Can you turn the stretch of the items below, from the line containing "Practice: put a marker on each instance of the patch" through the last line, into a numbered list with any blank lines left out?
········
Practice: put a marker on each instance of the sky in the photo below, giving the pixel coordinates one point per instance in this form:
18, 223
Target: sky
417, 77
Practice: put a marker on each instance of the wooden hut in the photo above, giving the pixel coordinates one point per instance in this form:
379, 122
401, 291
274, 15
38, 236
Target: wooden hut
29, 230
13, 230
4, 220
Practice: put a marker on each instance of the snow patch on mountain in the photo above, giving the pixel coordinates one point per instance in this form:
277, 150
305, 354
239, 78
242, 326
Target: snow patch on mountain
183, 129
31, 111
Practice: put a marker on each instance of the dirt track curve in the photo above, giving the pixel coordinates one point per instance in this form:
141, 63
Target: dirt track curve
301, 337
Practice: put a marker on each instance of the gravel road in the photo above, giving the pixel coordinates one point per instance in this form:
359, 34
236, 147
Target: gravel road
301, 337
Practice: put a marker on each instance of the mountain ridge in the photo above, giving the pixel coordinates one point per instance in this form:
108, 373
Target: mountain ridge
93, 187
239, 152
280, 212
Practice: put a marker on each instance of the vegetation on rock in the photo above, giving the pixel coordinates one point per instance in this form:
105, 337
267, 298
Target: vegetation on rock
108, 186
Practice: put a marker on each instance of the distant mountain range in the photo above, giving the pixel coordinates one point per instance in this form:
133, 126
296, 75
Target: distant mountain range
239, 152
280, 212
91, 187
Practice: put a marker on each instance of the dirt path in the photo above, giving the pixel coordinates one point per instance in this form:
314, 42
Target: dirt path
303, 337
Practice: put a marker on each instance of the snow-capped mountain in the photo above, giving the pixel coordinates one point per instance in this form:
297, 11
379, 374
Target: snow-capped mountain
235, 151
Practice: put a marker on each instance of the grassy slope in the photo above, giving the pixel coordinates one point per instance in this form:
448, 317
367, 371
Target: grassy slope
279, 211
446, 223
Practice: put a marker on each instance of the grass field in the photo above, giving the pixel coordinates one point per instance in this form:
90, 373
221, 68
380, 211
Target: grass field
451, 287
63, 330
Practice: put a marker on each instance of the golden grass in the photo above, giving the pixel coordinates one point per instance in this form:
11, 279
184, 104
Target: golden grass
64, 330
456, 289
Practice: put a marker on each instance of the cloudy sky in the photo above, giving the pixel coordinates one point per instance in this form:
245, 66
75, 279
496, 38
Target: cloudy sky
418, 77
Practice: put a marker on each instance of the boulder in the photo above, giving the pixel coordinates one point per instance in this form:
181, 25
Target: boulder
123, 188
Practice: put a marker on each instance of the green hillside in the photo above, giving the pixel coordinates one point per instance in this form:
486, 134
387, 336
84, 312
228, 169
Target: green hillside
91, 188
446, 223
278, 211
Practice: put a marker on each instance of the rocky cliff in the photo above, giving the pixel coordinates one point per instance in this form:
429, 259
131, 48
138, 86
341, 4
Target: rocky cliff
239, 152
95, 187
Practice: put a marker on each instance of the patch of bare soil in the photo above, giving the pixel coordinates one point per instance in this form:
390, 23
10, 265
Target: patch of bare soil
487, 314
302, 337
········
Result of this task.
1. Practice: put a marker on each instance of the patch of bare soil in the photo above, giving the pixel coordinates one point per instance in this form:
2. 390, 23
3. 10, 265
4. Target: patch of bare soil
5. 487, 314
6. 302, 337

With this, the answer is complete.